OBJECTIVES:
(1) According to the piece on bathtubs below, what share of a guest room's square footage do five-star properties typically give to the bathroom?
(2) Using the piece on bathtubs below, explain why truly great hotels devote so much space to the bathroom. Keep it to one to three sentences.
(3) Check each statement against the piece on bathtubs below. Answer yes or no, and quote the words that decide it: (a) At The St. Regis Bermuda, the bathroom accounts for 41% of a guest room's square footage. (b) The generic tub-shower combo is becoming more common. (c) At Eriro, the tubs in the bedroom are made of stone.

EXTRACT TO READ:
— BEGIN —

For years, we were told the bathtub was dying.
Showers were getting bigger. Bathrooms were shrinking. Life was speeding up.
And yet — the tub never disappeared. It evolved.
🛁 From Fixture to Ritual
A recent piece in the Ottawa Citizen captured something designers have quietly been saying for a while: the bathtub isn’t being eliminated — it’s being used more intentionally. See https://ottawacitizen.com/life/interior-design-bathtub-reboot
The generic tub-shower combo is fading. In its place? Generous spa showers for daily use, and one carefully chosen soaking tub reserved for restoration, ritual, or pure design impact.
Luxury hotels have understood this for years. See https://www.afar.com/hotels/to-understand-hotel-luxury-look-at-the-bathroom
Five-star properties typically dedicate 25–28% of a guest room’s square footage to the bathroom. Some go much further. At The St. Regis Bermuda, that figure reaches 41%. At Nayara Springs in Costa Rica, nearly half of each suite is devoted to indoor-outdoor bathing.
Because the bathroom in truly great hotels isn’t utilitarian. It’s experiential.
🐘 What the World’s Most Immersive Hotels Get Right
At Cheetah Plains in South Africa, soaking tubs overlook the bush — elephants wandering past while you sink into warm water at golden hour. At Eriro, sculptural wooden tubs sit in the bedroom itself, blurring the line between design and sanctuary.
These aren’t amenities. They’re the point.

— END —

DATASET ROWS:
— BEGIN —

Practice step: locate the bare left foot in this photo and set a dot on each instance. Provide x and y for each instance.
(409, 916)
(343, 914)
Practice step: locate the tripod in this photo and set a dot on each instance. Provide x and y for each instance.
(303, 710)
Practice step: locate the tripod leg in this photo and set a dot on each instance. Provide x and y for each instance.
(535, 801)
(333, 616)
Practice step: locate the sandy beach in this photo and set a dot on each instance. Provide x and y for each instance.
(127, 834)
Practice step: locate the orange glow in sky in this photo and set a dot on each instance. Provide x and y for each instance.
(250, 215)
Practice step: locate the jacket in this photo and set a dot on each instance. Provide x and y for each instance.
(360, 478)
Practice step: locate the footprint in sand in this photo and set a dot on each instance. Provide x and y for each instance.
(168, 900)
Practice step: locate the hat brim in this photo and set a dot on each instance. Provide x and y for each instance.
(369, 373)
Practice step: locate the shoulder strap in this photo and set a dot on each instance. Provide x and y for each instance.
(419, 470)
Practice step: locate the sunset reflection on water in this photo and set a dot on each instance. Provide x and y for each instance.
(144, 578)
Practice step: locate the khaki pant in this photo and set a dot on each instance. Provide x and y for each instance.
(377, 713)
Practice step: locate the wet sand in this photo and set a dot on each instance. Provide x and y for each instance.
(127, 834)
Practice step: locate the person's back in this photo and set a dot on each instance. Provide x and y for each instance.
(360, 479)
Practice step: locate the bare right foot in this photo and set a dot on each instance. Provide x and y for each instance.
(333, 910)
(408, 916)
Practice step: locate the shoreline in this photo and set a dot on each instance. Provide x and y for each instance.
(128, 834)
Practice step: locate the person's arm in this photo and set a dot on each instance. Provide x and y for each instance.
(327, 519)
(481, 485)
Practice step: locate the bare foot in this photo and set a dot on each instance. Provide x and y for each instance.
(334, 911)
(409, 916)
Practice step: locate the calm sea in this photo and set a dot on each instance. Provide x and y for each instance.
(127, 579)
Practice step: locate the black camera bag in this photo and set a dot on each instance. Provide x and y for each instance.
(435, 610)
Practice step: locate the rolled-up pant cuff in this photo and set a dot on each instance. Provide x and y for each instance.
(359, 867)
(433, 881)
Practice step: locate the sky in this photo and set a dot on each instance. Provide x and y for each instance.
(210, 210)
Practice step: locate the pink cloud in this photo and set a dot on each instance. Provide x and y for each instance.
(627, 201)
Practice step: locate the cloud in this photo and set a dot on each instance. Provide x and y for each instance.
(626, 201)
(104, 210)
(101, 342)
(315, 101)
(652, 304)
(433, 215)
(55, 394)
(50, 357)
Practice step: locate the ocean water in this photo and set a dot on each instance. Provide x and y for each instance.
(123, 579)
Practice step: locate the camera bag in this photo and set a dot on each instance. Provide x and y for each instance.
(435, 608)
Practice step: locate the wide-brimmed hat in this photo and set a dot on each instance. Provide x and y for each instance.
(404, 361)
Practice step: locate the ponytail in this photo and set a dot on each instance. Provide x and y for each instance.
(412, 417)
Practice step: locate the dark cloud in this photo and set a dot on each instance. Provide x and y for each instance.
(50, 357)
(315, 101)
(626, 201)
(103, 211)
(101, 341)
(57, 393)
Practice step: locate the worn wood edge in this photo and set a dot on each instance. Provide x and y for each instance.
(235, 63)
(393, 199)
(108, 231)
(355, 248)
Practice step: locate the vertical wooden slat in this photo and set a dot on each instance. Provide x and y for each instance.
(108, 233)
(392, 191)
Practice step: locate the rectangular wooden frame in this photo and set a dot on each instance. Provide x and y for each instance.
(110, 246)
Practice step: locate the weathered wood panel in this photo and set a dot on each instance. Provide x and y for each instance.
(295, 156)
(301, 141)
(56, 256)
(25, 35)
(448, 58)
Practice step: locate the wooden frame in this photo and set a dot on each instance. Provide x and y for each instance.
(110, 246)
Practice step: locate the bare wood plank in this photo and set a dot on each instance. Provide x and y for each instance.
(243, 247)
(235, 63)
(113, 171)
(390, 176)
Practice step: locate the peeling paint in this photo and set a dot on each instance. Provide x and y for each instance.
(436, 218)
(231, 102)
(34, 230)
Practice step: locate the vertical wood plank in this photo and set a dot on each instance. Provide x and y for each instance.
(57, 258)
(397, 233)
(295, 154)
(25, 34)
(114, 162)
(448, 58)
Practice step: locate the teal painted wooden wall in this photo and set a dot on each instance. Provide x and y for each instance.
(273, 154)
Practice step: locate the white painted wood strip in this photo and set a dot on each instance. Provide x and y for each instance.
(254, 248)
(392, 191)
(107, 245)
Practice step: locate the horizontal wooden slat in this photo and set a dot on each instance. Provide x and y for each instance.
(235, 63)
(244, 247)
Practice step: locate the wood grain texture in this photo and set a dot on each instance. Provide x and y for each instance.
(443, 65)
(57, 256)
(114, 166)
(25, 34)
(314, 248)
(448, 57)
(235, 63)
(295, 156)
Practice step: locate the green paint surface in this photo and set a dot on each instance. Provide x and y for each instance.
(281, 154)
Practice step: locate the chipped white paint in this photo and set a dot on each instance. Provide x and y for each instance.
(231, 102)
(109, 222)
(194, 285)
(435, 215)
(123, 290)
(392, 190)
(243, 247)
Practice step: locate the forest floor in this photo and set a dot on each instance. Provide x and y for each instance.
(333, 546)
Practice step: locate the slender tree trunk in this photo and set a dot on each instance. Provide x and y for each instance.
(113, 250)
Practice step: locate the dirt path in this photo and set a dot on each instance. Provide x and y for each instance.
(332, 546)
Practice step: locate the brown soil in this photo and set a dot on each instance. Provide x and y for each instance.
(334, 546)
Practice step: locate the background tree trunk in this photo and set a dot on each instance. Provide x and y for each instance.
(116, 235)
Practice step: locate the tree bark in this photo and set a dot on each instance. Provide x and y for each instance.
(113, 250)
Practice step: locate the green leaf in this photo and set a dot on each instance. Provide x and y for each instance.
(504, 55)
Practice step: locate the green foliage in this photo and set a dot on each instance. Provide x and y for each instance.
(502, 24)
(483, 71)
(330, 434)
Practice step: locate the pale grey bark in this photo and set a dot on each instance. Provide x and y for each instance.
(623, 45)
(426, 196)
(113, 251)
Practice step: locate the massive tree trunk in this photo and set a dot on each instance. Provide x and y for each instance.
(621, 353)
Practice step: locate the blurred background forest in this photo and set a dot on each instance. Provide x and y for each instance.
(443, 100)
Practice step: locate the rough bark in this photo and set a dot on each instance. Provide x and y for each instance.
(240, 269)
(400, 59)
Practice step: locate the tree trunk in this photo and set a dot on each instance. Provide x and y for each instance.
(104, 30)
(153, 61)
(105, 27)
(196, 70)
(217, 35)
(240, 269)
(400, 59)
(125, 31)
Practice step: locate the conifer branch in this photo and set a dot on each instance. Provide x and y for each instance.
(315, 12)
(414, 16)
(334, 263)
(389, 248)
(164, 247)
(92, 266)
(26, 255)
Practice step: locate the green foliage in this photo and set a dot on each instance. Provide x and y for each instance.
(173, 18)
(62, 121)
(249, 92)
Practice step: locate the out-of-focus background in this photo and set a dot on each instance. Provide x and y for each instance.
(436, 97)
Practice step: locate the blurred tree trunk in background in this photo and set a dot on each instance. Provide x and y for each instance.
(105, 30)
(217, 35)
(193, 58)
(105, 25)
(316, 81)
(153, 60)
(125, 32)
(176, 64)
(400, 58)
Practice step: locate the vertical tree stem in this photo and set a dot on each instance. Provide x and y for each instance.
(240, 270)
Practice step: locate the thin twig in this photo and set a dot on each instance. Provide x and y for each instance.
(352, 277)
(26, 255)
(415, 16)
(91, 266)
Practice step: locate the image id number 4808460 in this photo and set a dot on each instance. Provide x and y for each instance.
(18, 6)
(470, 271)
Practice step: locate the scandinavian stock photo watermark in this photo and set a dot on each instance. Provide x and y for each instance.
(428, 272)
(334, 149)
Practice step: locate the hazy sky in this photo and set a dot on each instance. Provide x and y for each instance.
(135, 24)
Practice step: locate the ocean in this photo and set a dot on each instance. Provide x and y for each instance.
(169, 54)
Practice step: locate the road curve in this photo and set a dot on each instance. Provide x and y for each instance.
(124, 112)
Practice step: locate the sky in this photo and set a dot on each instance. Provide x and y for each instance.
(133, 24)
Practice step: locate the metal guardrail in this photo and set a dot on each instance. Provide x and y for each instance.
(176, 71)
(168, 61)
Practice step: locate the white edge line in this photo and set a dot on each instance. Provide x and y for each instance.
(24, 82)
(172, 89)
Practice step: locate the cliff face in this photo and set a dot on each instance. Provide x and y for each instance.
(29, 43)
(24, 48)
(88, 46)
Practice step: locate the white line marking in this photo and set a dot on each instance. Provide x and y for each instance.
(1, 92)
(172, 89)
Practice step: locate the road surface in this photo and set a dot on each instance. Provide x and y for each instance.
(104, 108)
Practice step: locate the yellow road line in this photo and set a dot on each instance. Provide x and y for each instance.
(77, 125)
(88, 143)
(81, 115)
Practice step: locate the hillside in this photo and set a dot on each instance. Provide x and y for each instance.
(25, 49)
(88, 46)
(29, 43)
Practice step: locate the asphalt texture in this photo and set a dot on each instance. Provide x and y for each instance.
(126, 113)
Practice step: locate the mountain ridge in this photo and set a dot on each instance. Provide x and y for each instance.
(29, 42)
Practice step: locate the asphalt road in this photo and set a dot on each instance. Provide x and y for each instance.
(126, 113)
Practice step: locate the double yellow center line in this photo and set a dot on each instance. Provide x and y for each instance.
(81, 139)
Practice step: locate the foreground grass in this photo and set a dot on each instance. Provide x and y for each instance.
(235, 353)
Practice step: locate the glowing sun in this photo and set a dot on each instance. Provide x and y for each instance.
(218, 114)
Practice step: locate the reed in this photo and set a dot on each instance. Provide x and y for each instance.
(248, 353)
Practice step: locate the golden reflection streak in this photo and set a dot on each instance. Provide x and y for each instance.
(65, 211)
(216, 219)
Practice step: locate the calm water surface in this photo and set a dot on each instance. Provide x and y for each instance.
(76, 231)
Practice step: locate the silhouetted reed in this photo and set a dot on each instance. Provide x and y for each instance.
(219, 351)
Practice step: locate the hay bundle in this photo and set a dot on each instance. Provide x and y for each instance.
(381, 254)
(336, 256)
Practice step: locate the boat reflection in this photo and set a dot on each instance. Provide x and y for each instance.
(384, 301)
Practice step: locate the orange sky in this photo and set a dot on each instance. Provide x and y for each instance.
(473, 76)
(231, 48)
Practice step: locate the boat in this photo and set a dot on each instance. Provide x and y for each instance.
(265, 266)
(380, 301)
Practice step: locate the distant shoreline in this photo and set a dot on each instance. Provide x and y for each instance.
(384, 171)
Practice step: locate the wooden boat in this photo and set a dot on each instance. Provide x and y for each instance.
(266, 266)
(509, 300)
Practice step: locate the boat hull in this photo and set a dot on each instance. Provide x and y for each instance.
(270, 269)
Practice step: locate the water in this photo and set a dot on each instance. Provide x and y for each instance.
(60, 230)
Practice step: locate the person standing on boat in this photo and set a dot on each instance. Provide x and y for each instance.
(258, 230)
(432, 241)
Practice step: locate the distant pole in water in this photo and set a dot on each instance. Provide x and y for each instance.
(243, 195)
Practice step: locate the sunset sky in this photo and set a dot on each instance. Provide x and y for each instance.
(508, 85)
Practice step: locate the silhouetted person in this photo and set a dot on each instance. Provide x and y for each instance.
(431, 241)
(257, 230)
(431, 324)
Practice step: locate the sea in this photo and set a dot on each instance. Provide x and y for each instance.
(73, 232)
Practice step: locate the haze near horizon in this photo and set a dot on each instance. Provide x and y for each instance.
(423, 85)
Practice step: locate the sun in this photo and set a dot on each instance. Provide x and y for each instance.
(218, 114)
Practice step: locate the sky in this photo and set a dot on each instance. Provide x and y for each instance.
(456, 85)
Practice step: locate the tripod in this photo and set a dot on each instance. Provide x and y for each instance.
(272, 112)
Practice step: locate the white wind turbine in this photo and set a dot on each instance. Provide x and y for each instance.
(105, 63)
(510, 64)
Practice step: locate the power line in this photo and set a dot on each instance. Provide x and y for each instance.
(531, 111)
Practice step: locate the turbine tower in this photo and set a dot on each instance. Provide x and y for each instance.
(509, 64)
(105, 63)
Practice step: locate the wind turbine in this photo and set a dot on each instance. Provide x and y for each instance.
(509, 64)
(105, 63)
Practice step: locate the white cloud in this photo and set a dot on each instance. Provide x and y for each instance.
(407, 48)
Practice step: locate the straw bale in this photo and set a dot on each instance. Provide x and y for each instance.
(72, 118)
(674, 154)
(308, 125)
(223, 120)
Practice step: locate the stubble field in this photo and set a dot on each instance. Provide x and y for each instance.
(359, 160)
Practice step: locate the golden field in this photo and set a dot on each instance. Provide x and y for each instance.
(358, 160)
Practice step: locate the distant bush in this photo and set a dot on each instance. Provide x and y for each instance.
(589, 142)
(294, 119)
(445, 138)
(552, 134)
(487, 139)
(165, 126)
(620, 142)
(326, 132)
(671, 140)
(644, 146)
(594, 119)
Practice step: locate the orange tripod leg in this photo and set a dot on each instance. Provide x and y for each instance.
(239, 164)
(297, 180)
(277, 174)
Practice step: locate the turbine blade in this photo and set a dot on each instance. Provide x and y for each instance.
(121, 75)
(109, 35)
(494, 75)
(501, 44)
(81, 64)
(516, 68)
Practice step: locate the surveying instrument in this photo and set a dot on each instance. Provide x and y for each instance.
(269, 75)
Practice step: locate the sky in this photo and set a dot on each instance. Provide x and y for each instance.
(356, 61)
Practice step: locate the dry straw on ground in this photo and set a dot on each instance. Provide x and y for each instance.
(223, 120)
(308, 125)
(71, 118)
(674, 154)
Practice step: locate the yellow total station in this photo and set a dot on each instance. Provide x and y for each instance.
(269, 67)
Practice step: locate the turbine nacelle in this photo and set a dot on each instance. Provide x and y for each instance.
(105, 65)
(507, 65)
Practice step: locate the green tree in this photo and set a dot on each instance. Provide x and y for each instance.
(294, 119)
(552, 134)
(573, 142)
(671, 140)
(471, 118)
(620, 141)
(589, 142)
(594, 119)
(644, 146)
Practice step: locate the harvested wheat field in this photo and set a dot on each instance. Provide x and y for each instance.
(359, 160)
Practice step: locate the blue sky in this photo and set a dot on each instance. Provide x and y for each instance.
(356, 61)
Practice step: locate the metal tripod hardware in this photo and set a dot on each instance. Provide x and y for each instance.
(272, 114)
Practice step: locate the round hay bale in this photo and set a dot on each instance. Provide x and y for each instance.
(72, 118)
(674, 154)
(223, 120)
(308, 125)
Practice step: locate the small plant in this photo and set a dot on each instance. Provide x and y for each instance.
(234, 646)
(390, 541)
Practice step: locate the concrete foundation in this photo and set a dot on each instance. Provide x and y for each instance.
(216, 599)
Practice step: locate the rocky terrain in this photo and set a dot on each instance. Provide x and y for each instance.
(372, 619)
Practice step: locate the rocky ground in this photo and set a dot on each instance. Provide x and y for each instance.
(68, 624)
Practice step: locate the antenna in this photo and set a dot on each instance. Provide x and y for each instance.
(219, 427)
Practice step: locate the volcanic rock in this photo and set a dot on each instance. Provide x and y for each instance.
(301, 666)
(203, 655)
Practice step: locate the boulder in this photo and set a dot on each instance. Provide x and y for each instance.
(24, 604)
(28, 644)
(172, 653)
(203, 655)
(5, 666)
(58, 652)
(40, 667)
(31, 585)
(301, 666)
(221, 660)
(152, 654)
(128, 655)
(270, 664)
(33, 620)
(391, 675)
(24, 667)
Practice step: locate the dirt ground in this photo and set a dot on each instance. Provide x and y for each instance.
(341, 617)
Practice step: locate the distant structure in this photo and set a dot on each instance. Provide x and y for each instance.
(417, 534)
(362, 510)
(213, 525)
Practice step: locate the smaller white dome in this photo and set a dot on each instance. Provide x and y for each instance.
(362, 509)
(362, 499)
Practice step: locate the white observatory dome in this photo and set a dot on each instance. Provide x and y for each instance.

— END —

ANSWERS FOR THIS EXERCISE:
(1) 25–28%

(2) In truly great hotels, the bathroom isn't utilitarian but experiential. Five-star properties therefore typically give it 25–28% of a guest room's square footage, and some give even more.

(3)
(a) Yes: "At The St. Regis Bermuda, that figure reaches 41%."
(b) No: "The generic tub-shower combo is fading."
(c) No: "sculptural wooden tubs sit in the bedroom itself"